GOAL 1 | What stoichiometric air-fuel ratio does the hydrogen engine excerpt give for hydrogen fuel?
GOAL 2 | Which keywords does the hydrogen engine excerpt list?
GOAL 3 | Pick up the hydrogen engine excerpt right after its final sentence and keep writing.

Keywords: Octane Demand, Engine Design, Internal Combustion, Four Stroke Cycle, Spark Ignition, Hydrogen, Zero Carbon Emission

Cite this paper: M. Marouf Wani, Thermodynamic Investigations on the Design of a Spark Ignition Hydrogen Operated Engine, Energy and Power, Vol. 11 No. 1, 2021, pp. 20-25. doi: 10.5923/j.ep.20211101.02.

1. Introduction

Hydrogen is also under considered as an alternative source of energy to gasoline in passenger car applications operating with spark ignition.
The use of hydrogen fuel in the internal combustion engines results in the drop of CO and HC emissions to zero level. The high heating value and high RON for hydrogen contributes towards its suitability as a source of energy for internal combustion engines. However its use as a gaseous fuel results in a drop in the volumetric efficiency of the engine.
For Hydrogen Fuel the stoichiometric equation is
H2 + ½(O2 + 3.773N2) = H2O + 1.887N2
and the stoichiometric (A/F) ratio is 34.3.

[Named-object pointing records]

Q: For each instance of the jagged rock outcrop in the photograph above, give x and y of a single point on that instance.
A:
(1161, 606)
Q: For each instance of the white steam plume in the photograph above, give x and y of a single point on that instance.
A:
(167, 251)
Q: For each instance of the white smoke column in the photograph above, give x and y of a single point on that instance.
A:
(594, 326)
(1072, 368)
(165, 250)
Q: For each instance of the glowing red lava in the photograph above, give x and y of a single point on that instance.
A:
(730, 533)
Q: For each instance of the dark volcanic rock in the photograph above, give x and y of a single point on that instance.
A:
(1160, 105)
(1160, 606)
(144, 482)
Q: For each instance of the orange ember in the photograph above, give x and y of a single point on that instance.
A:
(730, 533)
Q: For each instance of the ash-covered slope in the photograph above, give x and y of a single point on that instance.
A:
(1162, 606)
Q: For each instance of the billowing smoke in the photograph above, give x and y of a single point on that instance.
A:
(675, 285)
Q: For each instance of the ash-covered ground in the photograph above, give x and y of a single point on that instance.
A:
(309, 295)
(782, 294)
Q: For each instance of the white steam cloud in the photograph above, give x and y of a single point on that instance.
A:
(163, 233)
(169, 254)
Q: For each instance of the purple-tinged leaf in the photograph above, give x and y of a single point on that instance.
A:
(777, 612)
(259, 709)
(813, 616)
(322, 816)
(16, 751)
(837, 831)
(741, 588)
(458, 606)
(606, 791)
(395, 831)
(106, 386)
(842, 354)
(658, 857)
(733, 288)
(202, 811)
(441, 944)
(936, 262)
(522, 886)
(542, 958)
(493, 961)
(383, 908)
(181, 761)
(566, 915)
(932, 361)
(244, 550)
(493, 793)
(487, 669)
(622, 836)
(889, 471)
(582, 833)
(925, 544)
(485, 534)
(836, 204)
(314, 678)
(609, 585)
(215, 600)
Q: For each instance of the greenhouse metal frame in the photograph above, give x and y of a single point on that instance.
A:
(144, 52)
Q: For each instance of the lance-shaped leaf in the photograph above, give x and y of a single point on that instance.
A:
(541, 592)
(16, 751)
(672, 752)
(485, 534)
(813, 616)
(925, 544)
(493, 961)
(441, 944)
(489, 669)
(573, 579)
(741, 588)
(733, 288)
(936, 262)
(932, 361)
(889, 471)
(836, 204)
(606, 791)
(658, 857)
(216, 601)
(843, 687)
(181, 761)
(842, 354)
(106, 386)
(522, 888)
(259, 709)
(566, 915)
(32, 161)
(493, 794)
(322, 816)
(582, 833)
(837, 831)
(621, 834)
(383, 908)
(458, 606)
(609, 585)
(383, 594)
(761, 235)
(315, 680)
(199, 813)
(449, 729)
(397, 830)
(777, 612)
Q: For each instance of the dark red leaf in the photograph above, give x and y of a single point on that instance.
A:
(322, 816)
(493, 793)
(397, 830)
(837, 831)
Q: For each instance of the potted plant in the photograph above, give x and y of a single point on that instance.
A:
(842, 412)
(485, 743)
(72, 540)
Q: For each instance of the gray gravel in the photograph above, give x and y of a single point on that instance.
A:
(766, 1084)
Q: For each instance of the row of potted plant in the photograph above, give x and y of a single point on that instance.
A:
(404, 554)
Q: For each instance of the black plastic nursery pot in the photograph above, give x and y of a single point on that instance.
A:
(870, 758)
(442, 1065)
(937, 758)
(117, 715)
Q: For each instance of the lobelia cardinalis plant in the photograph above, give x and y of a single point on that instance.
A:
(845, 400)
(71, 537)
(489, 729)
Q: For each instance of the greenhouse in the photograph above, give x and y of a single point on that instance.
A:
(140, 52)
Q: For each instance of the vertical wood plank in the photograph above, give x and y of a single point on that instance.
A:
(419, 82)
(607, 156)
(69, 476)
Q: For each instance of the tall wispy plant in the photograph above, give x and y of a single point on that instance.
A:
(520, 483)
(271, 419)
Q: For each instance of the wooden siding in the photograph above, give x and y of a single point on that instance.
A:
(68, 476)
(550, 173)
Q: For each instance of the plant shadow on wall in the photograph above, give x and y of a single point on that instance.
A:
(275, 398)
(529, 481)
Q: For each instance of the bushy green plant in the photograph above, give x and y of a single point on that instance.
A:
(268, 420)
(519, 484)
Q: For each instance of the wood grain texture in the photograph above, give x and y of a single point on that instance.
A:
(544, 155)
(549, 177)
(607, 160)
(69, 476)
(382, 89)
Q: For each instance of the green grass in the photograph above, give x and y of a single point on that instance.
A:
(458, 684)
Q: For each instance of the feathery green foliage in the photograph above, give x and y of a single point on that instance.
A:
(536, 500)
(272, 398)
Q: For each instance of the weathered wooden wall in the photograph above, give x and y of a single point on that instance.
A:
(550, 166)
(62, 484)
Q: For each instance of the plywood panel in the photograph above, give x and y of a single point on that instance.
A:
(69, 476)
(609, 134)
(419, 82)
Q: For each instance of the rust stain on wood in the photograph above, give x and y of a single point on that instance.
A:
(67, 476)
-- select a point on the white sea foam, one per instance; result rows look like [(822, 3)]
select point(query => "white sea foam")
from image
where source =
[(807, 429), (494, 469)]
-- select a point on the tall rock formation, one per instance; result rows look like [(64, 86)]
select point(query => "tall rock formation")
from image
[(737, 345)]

EXERCISE RESPONSE 1 | 34.3

EXERCISE RESPONSE 2 | Octane Demand, Engine Design, Internal Combustion, Four Stroke Cycle, Spark Ignition, Hydrogen, Zero Carbon Emission

EXERCISE RESPONSE 3 |
For stoichiometric hydrogen-oxygen mixture no reaction occurs below 400C unless the mixture is ignited by an external source such as a spark; above 600C explosion occurs spontaneously at all pressures. [1]
There is some possibility of some minimum HC emissions resulting because of the circulation of the lubricating oil to the combustion chamber walls. The octane number of the hydrogen will decide the selection and computation of the design and operating parameters of the hydrogen engine. [2,3]
Shuofeng Wang et. al., conducted experimental investigations on combustion of a hydrogen-blended gasoline engine at high loads and lean conditions. The results showed that the addition of hydrogen was able to reduce the cyclic variation in indicated mean effective pressure. Moreover, the fuel heat release rate and peak cylinder pressure were accelerated after the hydrogen addition. Both HC and CO emissions were reduced significantly after the hydrogen blending. NOx emissions were slightly increased after the hydrogen addition due to the high flame temperature of hydrogen. [4]
Choongsik Bae, Jaeheun Kim compared the possible use of various alternative fuels for both the spark ignition engines and compression ignition engines.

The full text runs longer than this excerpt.